BEGIN Dataset excerpts
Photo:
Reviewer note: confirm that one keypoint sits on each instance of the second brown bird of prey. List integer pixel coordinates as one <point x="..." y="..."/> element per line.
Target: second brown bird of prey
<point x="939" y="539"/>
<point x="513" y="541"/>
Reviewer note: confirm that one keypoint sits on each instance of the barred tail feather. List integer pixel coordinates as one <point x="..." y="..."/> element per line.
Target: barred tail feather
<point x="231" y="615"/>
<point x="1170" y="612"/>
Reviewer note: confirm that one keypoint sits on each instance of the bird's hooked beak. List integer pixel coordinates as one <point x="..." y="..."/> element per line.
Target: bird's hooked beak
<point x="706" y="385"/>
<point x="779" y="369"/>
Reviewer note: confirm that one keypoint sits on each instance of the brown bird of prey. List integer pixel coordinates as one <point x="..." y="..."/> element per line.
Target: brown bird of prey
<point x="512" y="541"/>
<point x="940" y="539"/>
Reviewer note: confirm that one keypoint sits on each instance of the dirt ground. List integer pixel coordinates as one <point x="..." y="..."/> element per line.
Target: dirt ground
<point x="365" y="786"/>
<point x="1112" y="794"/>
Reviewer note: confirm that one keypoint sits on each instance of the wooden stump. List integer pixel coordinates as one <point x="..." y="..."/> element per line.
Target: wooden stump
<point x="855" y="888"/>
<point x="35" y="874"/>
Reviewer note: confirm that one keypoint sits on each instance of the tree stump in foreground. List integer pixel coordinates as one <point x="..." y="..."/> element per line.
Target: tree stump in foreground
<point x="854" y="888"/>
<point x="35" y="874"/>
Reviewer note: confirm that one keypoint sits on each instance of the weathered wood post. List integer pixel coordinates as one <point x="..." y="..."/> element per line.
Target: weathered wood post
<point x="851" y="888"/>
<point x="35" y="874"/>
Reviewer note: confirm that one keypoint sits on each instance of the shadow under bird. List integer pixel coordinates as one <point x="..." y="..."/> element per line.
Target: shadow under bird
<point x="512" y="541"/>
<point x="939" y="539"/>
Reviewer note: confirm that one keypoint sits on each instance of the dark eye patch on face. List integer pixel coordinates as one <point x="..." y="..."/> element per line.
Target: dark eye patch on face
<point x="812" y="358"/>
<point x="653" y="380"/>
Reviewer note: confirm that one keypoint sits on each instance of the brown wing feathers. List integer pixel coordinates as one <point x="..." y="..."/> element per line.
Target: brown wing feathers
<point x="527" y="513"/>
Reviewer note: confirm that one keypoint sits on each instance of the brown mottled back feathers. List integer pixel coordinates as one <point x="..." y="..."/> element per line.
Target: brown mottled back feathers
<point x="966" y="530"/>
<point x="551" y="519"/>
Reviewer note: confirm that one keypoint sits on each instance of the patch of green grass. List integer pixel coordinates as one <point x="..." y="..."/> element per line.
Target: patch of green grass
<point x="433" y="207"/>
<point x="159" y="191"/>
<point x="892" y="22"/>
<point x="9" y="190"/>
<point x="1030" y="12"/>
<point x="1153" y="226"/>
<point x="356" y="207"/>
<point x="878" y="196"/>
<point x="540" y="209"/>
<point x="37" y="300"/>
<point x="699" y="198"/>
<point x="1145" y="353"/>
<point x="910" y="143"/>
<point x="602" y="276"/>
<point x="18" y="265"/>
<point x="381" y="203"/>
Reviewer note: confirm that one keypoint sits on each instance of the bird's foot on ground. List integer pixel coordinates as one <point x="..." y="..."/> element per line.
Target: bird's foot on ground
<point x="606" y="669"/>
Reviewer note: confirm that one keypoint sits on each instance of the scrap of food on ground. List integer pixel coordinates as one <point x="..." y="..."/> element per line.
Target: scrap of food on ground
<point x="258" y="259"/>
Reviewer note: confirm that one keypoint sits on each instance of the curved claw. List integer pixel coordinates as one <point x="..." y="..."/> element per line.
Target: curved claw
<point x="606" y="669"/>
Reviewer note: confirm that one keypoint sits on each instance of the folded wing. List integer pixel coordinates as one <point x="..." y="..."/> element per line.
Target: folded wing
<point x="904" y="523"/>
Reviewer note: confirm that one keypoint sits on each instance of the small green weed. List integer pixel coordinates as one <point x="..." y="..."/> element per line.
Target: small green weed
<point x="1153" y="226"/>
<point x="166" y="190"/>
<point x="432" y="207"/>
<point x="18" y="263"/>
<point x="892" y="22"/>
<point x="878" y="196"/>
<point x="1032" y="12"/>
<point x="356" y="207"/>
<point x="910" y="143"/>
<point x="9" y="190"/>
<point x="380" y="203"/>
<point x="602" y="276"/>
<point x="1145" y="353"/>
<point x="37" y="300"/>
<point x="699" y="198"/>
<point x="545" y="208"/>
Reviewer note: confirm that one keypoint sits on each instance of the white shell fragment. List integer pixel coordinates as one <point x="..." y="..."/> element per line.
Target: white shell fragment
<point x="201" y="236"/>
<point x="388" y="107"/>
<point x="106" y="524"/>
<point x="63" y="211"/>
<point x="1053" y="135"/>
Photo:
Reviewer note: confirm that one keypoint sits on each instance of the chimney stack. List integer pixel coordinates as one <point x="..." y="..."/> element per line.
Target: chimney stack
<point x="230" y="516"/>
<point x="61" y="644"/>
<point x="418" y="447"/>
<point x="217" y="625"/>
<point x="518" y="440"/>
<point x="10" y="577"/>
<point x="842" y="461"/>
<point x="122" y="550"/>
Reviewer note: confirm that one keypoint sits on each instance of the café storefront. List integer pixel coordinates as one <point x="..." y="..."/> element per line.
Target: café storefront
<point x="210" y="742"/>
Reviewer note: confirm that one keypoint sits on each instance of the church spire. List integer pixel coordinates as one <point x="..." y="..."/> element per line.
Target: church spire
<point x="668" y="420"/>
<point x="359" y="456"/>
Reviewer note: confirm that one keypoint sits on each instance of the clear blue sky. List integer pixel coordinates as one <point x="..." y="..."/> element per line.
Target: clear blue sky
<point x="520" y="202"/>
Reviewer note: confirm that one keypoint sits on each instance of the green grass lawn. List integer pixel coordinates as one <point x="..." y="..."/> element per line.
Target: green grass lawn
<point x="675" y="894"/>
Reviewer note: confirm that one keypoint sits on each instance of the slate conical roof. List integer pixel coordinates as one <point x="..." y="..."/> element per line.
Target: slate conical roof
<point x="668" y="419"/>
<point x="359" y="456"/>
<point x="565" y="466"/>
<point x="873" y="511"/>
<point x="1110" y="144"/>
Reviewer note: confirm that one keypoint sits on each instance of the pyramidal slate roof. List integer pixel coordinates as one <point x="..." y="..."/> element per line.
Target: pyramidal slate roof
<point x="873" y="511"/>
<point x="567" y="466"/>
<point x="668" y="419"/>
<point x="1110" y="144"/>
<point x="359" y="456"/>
END Dataset excerpts
Exercise: Each line above must be reproduced exactly as it stands.

Answer to the problem:
Photo:
Reviewer note: confirm that one keypoint sits on each instance of the second brown bird of prey. List integer pixel coordinates as one <point x="..." y="..."/> element per line.
Target: second brown bird of prey
<point x="939" y="539"/>
<point x="513" y="541"/>
Reviewer note: confirm that one keypoint sits on each instance of the barred tail feather. List integer pixel coordinates as one <point x="..." y="..."/> element per line.
Target: barred tail feather
<point x="231" y="615"/>
<point x="1170" y="612"/>
Reviewer note: confirm that one keypoint sits on each instance of the bird's hooked beak. List integer pixel coordinates as one <point x="..." y="..."/> element per line.
Target: bird's hooked beak
<point x="706" y="385"/>
<point x="779" y="369"/>
Reviewer note: confirm that one keypoint sits on each instance of the brown bird of prey. List integer pixel coordinates as one <point x="..." y="..."/> element per line.
Target: brown bird of prey
<point x="512" y="541"/>
<point x="940" y="539"/>
Reviewer note: confirm that one keypoint sits on each instance of the dirt ground. List integer pixel coordinates as one <point x="..." y="..."/> element per line.
Target: dirt ground
<point x="365" y="786"/>
<point x="1112" y="794"/>
Reviewer note: confirm that one keypoint sits on each instance of the wooden stump. List integer pixel coordinates as one <point x="..." y="..."/> element per line.
Target: wooden stump
<point x="855" y="888"/>
<point x="35" y="874"/>
Reviewer note: confirm that one keypoint sits on each instance of the tree stump in foreground. List integer pixel coordinates as one <point x="..." y="..."/> element per line.
Target: tree stump in foreground
<point x="854" y="888"/>
<point x="35" y="874"/>
Reviewer note: confirm that one keypoint sits on each instance of the weathered wood post. List integer pixel coordinates as one <point x="..." y="..."/> element per line.
Target: weathered wood post
<point x="851" y="888"/>
<point x="35" y="874"/>
Reviewer note: confirm that one keypoint sits on each instance of the shadow under bird. List integer pixel coordinates as one <point x="..." y="..."/> element per line.
Target: shadow under bird
<point x="512" y="541"/>
<point x="939" y="539"/>
Reviewer note: confirm that one keypoint sits on each instance of the dark eye patch on face. List integer pixel coordinates as one <point x="..." y="..."/> element per line.
Target: dark eye patch on face
<point x="812" y="358"/>
<point x="653" y="380"/>
Reviewer note: confirm that one keypoint sits on each instance of the brown wing feathers. List integer pixel coordinates as one <point x="..." y="..."/> element per line.
Target: brown wing feathers
<point x="527" y="513"/>
Reviewer note: confirm that one keypoint sits on each instance of the brown mottled back feathers. List integer pixel coordinates as one <point x="..." y="..."/> element per line.
Target: brown mottled back feathers
<point x="966" y="530"/>
<point x="551" y="519"/>
Reviewer note: confirm that one keypoint sits on each instance of the patch of green grass. List integer pixel coordinates as one <point x="..." y="..."/> element per line.
Target: patch of green grass
<point x="433" y="207"/>
<point x="159" y="191"/>
<point x="892" y="22"/>
<point x="9" y="190"/>
<point x="1030" y="12"/>
<point x="1153" y="226"/>
<point x="356" y="207"/>
<point x="878" y="196"/>
<point x="540" y="209"/>
<point x="37" y="300"/>
<point x="699" y="198"/>
<point x="1145" y="353"/>
<point x="910" y="143"/>
<point x="602" y="276"/>
<point x="18" y="265"/>
<point x="381" y="203"/>
Reviewer note: confirm that one keypoint sits on each instance of the bird's foot on ground. List integer pixel coordinates as one <point x="..." y="..."/> element per line.
Target: bird's foot on ground
<point x="606" y="669"/>
Reviewer note: confirm that one keypoint sits on each instance of the scrap of food on ground. List integer pixel coordinates as one <point x="..." y="..."/> element per line.
Target: scrap of food on ground
<point x="258" y="259"/>
Reviewer note: confirm that one keypoint sits on each instance of the curved claw. List integer pixel coordinates as one <point x="..." y="..."/> element per line.
Target: curved claw
<point x="606" y="669"/>
Reviewer note: confirm that one keypoint sits on each instance of the folded wing. List integer pixel coordinates as one <point x="..." y="..."/> element per line.
Target: folded wing
<point x="904" y="523"/>
Reviewer note: confirm that one keypoint sits on each instance of the small green weed. List integer pixel coordinates as one <point x="..." y="..."/> element per line.
Target: small green weed
<point x="1153" y="226"/>
<point x="166" y="190"/>
<point x="432" y="207"/>
<point x="18" y="263"/>
<point x="892" y="22"/>
<point x="878" y="196"/>
<point x="1032" y="12"/>
<point x="356" y="207"/>
<point x="910" y="143"/>
<point x="9" y="190"/>
<point x="380" y="203"/>
<point x="602" y="276"/>
<point x="1145" y="353"/>
<point x="37" y="300"/>
<point x="699" y="198"/>
<point x="545" y="208"/>
Reviewer note: confirm that one keypoint sits on each instance of the white shell fragment. List integer pixel coordinates as one <point x="..." y="..."/> element per line.
Target: white shell fragment
<point x="201" y="236"/>
<point x="388" y="107"/>
<point x="106" y="524"/>
<point x="63" y="211"/>
<point x="1053" y="135"/>
Photo:
Reviewer note: confirm that one keypoint sits on each instance of the chimney stack. List integer pixel coordinates as one <point x="..." y="..."/> element per line.
Target: chimney stack
<point x="230" y="516"/>
<point x="61" y="644"/>
<point x="418" y="447"/>
<point x="217" y="625"/>
<point x="518" y="440"/>
<point x="10" y="577"/>
<point x="842" y="461"/>
<point x="122" y="550"/>
Reviewer note: confirm that one keypoint sits on each instance of the café storefront. List integer pixel coordinates as one <point x="..." y="..."/> element per line.
Target: café storefront
<point x="210" y="742"/>
Reviewer note: confirm that one keypoint sits on each instance of the church spire. List integer pixel coordinates as one <point x="..." y="..."/> element per line.
Target: church spire
<point x="668" y="420"/>
<point x="359" y="456"/>
Reviewer note: confirm that one keypoint sits on each instance of the clear blue sky. List integer pixel coordinates as one <point x="..." y="..."/> element per line.
Target: clear blue sky
<point x="520" y="202"/>
Reviewer note: confirm that one keypoint sits on each instance of the green grass lawn. List integer pixel coordinates as one <point x="..." y="..."/> element per line.
Target: green grass lawn
<point x="675" y="894"/>
Reviewer note: confirm that one keypoint sits on each instance of the slate conical roof. List integer pixel coordinates as one <point x="..." y="..."/> element per line.
Target: slate conical roof
<point x="668" y="419"/>
<point x="359" y="456"/>
<point x="565" y="466"/>
<point x="873" y="511"/>
<point x="1110" y="144"/>
Reviewer note: confirm that one keypoint sits on each instance of the pyramidal slate roof. List integer pixel coordinates as one <point x="..." y="..."/> element per line.
Target: pyramidal slate roof
<point x="873" y="511"/>
<point x="567" y="466"/>
<point x="668" y="419"/>
<point x="1110" y="144"/>
<point x="359" y="456"/>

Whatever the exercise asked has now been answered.